YOUR GOAL
Rewrite the listing below as a numbered list without blank lines, starting with the line containing "Exercise. For every instance of the hockey player" and going on through the line containing "<point>205,80</point>". Include only those lines.

STORED ROWS

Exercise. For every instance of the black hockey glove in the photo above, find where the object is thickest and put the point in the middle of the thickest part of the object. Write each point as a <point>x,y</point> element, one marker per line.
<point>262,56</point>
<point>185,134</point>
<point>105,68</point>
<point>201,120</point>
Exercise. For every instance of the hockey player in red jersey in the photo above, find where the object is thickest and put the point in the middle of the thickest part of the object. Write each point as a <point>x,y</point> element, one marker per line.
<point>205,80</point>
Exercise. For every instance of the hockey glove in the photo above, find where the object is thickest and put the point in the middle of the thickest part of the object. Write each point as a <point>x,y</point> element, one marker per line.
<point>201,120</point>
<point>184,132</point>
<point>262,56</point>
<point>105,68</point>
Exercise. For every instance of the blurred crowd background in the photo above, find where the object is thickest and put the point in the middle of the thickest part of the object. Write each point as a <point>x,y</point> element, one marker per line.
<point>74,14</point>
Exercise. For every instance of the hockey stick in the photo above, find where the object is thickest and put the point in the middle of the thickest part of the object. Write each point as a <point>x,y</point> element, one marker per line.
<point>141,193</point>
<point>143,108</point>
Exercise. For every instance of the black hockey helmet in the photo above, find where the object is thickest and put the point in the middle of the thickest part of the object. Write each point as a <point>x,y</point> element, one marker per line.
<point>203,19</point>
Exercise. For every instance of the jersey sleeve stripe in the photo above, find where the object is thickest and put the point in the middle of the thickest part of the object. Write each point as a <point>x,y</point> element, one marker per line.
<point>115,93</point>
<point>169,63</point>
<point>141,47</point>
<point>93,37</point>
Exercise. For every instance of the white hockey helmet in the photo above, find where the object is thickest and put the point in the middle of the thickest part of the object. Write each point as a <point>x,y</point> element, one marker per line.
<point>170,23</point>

SOLVED EXERCISE
1. Exercise. For every instance of the hockey player in red jersey in the photo above, find where the object is thickest and put the point in the middle of the thickest part of the object. Write each point as a <point>x,y</point> element, one marker per line.
2. <point>205,80</point>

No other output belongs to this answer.